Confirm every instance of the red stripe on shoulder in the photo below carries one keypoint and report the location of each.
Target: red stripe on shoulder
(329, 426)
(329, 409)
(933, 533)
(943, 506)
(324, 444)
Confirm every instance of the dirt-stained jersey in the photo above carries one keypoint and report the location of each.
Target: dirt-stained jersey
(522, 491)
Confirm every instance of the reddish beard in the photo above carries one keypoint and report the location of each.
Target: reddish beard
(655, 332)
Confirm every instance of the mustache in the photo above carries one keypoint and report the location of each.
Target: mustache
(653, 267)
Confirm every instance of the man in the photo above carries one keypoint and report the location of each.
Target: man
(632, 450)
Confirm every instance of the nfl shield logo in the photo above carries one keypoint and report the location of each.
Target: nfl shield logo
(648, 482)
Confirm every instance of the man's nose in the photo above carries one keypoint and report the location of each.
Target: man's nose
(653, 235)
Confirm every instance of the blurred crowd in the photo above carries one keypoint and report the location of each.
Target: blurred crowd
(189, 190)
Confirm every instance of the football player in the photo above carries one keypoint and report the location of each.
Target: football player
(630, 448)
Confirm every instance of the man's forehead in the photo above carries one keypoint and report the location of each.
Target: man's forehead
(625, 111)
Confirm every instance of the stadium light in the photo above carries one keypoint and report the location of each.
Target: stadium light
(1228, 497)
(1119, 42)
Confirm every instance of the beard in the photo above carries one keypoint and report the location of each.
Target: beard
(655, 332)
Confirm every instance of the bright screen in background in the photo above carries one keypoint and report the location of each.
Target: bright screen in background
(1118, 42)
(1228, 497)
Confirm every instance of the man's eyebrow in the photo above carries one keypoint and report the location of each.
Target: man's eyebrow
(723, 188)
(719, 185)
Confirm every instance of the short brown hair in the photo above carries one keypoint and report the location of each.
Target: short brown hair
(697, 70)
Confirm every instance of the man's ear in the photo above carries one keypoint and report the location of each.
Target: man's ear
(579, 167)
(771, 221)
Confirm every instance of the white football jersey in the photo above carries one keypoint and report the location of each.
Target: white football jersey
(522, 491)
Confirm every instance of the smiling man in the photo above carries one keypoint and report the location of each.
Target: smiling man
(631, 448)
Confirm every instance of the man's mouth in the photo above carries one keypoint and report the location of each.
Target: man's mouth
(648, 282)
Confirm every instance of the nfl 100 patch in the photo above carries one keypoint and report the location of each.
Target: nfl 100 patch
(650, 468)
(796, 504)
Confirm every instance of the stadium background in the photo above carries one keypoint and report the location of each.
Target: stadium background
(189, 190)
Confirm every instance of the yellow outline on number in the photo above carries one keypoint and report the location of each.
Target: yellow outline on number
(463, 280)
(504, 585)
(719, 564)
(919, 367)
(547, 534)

________________________________________

■ Short exercise:
All of the data above should be transcribed exactly.

■ Answer below:
Confirm every instance of the red stripe on shoulder in the photo below carries one keypoint and report the location of each.
Target: red stripe on shoulder
(329, 426)
(329, 409)
(933, 533)
(943, 506)
(324, 444)
Confirm every instance of the dirt-stained jersey in the photo above carries one keypoint and report the location of each.
Target: dirt-stained jersey
(522, 491)
Confirm every instance of the reddish beard in the photo above carries one keypoint and report the location of each.
Target: reddish beard
(655, 332)
Confirm every instance of the mustache in the photo above carries one keypoint and report the location of each.
Target: mustache
(653, 267)
Confirm every instance of the man in the photo above carries one keypoint and report the location of each.
Target: man
(632, 450)
Confirm every instance of the nfl shield logo in the photo above carries one keypoint and report the location of each.
Target: nfl shield logo
(648, 482)
Confirm every instance of the man's nose in the photo above carries one keypoint and report the location of each.
Target: man's nose
(653, 235)
Confirm every instance of the blurred crowd in the photo above carries one keypoint and report the location of each.
Target: blurred crowd
(189, 190)
Confirm every instance of the football player in the photo above carries one keypoint and report the location of each.
Target: football player
(630, 448)
Confirm every instance of the man's forehead in the photo above carries one keypoint and report the location of each.
Target: man's forehead
(625, 111)
Confirm every instance of the stadium light in the photo above carries one keypoint and report the location of each.
Target: stadium light
(1228, 497)
(1119, 42)
Confirm every instance of the beard in the photo above carries one keypoint and report the location of each.
Target: beard
(655, 332)
Confirm every instance of the bright screen in background in the photo above carries one keypoint and report the location of each.
Target: bright screen in background
(1118, 42)
(1228, 497)
Confirm every instance of the man's eyebrow in the photo above carries one keypoint and report the location of each.
Target: man's eyebrow
(723, 188)
(719, 185)
Confirm every instance of the short brown hair in the photo above carries one keypoint and report the location of each.
Target: short brown hair
(697, 70)
Confirm every instance of the man's ear in the photo above carries one keypoint and report the location of each.
Target: man's ear
(579, 167)
(771, 221)
Confirm every instance of the white football jersey in the photo above carries one keypoint and report the location of each.
Target: white football jersey
(522, 491)
Confirm every instance of the smiling man in the photo above carries one keypoint and report the location of each.
Target: smiling man
(631, 448)
Confirm every instance of the man's mouth in the photo above carries one keypoint and report the location of each.
Target: man's mouth
(648, 282)
Confirm every instance of the nfl 100 patch in the photo above carries one keypoint and report the location of each.
Target: nfl 100 patch
(650, 468)
(796, 504)
Confirm every instance of the stadium background in the photo above carries one keypoint and report the location of each.
Target: stadium background
(189, 190)
Confirm every instance of the yellow outline on number in the photo above carries one keypoint and report the location of each.
Target: yellow outline on number
(463, 280)
(504, 585)
(719, 564)
(919, 367)
(547, 534)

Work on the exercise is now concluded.